[LISTED RECORDS]
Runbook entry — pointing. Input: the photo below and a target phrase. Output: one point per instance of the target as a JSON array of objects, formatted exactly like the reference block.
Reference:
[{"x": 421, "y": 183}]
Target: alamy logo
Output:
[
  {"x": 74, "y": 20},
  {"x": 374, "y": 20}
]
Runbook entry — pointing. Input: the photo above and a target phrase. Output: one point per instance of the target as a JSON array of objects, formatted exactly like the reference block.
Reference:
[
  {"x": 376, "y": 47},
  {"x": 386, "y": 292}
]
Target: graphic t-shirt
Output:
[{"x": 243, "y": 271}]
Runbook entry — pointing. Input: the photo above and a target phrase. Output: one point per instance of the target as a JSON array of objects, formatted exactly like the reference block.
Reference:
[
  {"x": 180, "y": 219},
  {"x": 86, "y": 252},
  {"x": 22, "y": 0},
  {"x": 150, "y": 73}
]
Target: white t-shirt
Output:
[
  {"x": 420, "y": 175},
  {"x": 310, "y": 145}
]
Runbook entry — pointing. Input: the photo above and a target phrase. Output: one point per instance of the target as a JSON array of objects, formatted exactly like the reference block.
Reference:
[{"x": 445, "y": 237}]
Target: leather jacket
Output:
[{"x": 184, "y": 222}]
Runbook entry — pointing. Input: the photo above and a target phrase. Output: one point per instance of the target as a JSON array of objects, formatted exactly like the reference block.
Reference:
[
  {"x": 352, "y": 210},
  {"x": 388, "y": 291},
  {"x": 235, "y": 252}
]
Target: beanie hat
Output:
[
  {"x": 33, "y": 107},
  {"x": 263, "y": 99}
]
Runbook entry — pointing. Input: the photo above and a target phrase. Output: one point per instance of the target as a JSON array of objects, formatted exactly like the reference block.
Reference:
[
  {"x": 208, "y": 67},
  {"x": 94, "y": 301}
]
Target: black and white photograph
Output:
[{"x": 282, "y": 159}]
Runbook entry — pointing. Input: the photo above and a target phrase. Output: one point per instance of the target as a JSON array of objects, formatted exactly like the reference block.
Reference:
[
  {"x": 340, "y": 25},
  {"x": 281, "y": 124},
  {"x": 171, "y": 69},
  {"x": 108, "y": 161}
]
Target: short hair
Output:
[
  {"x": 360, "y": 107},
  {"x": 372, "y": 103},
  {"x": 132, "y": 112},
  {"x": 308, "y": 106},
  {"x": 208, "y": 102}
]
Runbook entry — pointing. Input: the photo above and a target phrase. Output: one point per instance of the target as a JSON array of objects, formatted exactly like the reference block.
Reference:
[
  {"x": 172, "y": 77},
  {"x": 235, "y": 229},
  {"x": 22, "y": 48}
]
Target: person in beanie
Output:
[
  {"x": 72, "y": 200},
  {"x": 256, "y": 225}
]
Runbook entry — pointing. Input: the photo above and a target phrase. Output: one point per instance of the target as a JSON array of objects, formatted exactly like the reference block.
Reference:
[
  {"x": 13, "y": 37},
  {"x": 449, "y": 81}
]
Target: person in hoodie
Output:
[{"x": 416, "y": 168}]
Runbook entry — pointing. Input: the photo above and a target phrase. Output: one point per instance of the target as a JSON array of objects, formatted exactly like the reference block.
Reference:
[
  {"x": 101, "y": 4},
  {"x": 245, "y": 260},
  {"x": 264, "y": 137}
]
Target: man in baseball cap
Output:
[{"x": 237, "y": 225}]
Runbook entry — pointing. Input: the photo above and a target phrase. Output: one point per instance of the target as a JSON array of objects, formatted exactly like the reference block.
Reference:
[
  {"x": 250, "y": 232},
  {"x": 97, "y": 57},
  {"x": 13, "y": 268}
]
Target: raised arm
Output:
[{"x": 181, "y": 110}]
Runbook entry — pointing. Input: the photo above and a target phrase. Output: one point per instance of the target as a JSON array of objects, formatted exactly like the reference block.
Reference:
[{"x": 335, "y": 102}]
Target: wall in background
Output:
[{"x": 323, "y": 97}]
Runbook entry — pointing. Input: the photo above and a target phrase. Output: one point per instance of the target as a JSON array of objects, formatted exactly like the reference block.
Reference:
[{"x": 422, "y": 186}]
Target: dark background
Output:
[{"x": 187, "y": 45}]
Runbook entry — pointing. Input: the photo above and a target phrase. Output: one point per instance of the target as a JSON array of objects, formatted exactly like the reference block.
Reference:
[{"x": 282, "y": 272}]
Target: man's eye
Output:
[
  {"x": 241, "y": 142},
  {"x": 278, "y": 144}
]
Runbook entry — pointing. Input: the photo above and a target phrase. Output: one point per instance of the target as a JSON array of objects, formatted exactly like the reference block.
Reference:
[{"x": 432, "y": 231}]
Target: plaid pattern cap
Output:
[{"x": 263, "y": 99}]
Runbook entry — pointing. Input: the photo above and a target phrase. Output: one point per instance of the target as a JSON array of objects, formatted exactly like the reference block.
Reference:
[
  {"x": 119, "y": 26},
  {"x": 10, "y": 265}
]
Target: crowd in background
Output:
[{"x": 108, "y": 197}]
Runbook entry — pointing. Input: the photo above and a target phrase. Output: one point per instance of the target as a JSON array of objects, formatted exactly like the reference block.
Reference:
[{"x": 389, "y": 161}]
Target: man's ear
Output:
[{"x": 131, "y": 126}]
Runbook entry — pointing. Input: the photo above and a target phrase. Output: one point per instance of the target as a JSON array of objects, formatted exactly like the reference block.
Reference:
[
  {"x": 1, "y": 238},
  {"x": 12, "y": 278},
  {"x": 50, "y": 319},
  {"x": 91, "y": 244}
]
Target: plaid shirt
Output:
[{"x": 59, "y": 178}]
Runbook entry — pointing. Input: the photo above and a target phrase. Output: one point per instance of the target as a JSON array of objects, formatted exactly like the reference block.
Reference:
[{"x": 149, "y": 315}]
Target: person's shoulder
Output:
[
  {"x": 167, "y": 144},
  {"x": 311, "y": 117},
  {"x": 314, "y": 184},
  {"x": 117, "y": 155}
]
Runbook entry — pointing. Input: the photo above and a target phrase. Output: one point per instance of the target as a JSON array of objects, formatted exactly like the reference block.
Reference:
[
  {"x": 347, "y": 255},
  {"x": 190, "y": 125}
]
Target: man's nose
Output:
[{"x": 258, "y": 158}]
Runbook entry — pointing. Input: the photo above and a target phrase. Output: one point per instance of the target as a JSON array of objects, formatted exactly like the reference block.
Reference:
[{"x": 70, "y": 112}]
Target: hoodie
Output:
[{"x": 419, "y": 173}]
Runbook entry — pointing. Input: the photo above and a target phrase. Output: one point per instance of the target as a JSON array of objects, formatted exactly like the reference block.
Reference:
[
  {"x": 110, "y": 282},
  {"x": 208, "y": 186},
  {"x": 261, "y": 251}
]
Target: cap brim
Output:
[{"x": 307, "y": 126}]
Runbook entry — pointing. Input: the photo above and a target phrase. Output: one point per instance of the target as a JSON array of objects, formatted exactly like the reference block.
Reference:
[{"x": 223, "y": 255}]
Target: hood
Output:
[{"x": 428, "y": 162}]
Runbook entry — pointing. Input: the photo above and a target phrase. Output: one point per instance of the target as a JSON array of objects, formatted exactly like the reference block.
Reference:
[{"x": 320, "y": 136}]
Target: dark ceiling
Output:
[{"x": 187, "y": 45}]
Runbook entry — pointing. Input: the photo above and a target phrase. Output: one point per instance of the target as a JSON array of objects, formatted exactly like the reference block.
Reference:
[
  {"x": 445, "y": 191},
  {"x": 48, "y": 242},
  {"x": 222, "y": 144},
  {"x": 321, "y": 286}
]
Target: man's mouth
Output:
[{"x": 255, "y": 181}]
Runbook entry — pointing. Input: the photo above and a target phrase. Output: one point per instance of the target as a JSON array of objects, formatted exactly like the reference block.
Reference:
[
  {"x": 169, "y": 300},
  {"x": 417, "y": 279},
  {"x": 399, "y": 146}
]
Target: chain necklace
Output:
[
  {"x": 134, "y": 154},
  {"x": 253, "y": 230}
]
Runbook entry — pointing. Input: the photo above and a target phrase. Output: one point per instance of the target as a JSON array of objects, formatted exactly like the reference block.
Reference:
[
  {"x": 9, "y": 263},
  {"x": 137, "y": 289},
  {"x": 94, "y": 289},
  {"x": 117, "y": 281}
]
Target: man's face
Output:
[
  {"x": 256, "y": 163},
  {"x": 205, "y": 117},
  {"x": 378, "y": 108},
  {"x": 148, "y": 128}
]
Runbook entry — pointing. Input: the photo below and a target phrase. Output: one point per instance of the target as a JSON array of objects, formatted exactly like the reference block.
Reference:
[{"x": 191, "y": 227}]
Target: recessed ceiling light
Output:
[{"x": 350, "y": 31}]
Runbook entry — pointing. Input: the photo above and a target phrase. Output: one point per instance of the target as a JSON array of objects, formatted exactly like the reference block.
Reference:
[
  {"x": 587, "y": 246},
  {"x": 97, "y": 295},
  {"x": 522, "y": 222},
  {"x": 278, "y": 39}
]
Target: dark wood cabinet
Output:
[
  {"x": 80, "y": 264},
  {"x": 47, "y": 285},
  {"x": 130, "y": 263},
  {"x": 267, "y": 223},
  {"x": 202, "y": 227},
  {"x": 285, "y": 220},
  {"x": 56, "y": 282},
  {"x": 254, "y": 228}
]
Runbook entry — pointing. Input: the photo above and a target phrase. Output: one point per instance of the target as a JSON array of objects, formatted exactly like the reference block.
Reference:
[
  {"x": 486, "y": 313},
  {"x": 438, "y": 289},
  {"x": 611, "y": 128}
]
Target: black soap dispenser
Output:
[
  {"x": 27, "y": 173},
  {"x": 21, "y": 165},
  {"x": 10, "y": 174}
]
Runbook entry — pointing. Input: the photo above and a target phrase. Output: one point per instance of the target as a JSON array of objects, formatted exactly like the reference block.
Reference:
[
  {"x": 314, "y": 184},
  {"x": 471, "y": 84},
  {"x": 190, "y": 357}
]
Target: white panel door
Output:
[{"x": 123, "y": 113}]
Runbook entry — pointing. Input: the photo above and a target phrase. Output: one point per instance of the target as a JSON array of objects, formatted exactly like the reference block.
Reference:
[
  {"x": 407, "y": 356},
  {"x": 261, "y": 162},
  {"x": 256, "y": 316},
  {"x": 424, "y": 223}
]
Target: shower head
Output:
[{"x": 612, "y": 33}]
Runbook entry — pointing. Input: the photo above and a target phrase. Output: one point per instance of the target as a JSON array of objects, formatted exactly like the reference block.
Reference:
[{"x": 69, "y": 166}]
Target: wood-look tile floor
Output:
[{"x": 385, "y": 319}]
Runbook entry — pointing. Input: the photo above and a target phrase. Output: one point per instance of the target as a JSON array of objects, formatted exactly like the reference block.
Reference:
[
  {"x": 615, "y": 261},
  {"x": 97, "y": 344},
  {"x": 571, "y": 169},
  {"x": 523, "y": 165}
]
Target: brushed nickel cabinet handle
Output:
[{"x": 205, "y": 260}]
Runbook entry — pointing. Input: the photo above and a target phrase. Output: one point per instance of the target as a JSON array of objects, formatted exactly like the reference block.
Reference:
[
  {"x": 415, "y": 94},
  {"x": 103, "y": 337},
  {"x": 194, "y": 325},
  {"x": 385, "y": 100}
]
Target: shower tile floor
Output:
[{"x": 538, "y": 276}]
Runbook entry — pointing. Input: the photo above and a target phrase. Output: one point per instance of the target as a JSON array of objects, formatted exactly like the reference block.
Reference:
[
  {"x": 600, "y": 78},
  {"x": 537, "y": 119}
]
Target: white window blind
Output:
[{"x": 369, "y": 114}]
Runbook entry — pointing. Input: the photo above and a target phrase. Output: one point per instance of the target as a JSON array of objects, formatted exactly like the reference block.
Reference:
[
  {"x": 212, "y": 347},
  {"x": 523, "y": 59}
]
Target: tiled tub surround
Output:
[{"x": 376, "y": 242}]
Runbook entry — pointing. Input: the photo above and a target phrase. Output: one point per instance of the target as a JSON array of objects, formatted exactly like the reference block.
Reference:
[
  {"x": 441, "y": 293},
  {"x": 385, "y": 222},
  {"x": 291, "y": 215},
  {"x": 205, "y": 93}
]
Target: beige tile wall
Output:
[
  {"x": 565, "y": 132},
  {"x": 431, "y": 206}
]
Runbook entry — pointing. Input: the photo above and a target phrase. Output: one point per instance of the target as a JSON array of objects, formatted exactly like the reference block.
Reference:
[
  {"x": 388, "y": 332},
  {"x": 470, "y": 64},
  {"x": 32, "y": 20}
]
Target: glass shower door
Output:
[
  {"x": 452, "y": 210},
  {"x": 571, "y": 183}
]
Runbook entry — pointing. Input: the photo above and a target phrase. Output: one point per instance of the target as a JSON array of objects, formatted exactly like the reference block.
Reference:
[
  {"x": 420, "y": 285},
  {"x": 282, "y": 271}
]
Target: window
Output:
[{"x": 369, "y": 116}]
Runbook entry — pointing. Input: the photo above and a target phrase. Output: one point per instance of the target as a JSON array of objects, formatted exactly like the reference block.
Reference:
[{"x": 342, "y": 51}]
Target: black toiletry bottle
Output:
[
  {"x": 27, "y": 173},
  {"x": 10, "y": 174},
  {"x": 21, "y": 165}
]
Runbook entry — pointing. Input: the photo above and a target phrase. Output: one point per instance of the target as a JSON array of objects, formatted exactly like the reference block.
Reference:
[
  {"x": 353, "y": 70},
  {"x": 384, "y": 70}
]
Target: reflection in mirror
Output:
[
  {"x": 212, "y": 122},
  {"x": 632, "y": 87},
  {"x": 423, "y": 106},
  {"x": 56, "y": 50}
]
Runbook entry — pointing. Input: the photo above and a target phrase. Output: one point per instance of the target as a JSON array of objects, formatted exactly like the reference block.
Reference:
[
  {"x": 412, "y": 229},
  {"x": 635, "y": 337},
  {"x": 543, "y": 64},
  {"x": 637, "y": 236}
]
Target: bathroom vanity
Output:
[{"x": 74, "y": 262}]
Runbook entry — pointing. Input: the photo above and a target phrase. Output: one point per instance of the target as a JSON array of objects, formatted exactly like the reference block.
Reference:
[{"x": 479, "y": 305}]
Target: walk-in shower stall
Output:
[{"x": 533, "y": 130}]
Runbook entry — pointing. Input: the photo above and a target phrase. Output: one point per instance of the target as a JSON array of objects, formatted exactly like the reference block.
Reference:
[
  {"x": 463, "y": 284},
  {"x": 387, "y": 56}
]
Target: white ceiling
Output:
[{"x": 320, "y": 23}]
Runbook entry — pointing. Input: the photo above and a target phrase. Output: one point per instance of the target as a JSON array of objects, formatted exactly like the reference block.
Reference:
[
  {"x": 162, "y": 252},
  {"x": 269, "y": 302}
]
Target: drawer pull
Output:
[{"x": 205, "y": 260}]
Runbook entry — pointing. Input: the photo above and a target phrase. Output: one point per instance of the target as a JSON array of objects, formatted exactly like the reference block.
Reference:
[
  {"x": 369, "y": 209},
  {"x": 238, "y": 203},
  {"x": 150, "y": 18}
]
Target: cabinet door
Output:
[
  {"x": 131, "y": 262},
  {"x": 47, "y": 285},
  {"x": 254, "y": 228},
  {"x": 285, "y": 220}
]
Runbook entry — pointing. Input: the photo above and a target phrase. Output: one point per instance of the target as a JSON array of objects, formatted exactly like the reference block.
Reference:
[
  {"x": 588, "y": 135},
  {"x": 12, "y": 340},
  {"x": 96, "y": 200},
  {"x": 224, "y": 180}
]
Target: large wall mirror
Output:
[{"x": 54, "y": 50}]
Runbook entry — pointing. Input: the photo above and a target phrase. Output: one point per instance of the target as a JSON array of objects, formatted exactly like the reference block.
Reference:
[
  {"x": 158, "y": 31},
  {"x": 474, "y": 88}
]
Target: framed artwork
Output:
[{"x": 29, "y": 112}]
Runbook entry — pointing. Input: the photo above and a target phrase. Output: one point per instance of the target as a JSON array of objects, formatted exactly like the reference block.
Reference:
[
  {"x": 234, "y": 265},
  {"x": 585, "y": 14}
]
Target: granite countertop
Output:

[ASSIGNMENT] Show the lines of the records above that mention "person".

[SOLVED EXERCISE]
Target: person in beanie
Target: person in hoodie
Target: person's shoulder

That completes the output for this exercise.